Instructions to follow: Every record must reappear in the answer exactly as given.

(Saved entries)
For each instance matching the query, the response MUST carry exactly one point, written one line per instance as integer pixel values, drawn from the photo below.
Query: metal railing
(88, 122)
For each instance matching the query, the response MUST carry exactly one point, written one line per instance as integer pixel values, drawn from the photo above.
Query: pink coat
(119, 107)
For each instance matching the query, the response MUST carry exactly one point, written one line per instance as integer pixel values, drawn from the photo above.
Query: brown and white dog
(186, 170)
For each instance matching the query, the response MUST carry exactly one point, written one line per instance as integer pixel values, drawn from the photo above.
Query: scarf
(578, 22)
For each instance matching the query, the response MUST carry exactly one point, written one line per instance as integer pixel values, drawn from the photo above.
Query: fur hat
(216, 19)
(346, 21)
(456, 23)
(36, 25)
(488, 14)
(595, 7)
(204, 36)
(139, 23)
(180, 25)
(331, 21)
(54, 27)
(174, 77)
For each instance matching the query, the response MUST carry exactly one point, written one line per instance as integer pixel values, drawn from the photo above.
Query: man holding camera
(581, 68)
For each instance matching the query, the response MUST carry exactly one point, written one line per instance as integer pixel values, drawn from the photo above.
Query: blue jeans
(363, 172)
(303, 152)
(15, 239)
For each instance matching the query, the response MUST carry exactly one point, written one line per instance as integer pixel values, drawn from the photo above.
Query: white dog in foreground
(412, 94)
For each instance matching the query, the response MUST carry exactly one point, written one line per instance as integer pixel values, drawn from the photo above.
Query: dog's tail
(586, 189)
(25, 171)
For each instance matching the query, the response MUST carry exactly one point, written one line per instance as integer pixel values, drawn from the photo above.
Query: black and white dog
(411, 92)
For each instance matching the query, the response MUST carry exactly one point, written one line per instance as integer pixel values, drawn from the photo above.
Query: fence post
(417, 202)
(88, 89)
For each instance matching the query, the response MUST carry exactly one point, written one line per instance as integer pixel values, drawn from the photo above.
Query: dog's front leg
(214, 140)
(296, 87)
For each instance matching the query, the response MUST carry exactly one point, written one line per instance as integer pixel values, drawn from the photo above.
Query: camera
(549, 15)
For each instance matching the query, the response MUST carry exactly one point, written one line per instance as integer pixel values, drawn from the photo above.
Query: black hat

Result below:
For each instance matching the query, the response MUST carry exactly one point, written one line per instance as integer pixel values, drawn from the photo below.
Query: metal railing
(88, 122)
For each instance matching the query, the response MUST carry exactly one point, written one line per instance as integer pixel values, drawn from the photo above.
Query: pink coat
(119, 107)
For each instance matching the query, the response MUST carry exactly one point, written one line per instance as integer pixel values, drawn from the photo above.
Query: brown and white dog
(186, 170)
For each instance matching the query, the response MUST carry exactly one point, written one line per instance as integer pixel values, drawn from the photo above.
Query: scarf
(578, 22)
For each instance matching the query, the response MUST carry exactly one point, written one line per instance as integer pixel values, drawn from the photo above.
Query: fur hat
(216, 19)
(346, 21)
(456, 23)
(36, 25)
(488, 14)
(595, 7)
(204, 36)
(139, 23)
(180, 25)
(331, 21)
(54, 27)
(174, 77)
For each instance matching the query, the response MUST carry exactly one point, written one line per instance as integer pixel values, drawn from the photo above.
Query: man holding camera
(581, 68)
For each instance matching the query, the response MUST carry exactly one point, written one line per instance as integer pixel values, drawn from the photo above.
Query: blue jeans
(363, 172)
(303, 152)
(15, 239)
For each instance matching the query, the response MUST carry exactly one point, written one line per instance as integer pixel values, drawn from the photo above.
Query: white dog in foreground
(412, 94)
For each instance matching the query, the response MUST carry exactly one point, written one line per instance as integer pixel values, drawn from the photo above.
Query: dog's tail
(586, 189)
(25, 171)
For each instance matching the query, the response MUST carry exactly one point, written one line per instance as integer pixel values, drawn from the photo above.
Query: black and white dog
(411, 92)
For each instance matching the query, the response MUST carry exactly one point, written one line per instance as integer pixel values, drawn from the photo above.
Query: fence post
(417, 202)
(88, 89)
For each instance matching the query, the response MUST carry exactly one point, written one line per instance as integer pixel values, drawn from the photo above.
Query: dog's front leg
(214, 140)
(296, 87)
For each instance matching the query, the response MUST carry exactly one point, written one line per instance as integer pixel values, drawn from the photo above.
Query: camera
(549, 15)
For each instance matching the query, the response MUST carry exactly one point, written one line per instance as integer pixel values, drawn from the photo above.
Query: black hat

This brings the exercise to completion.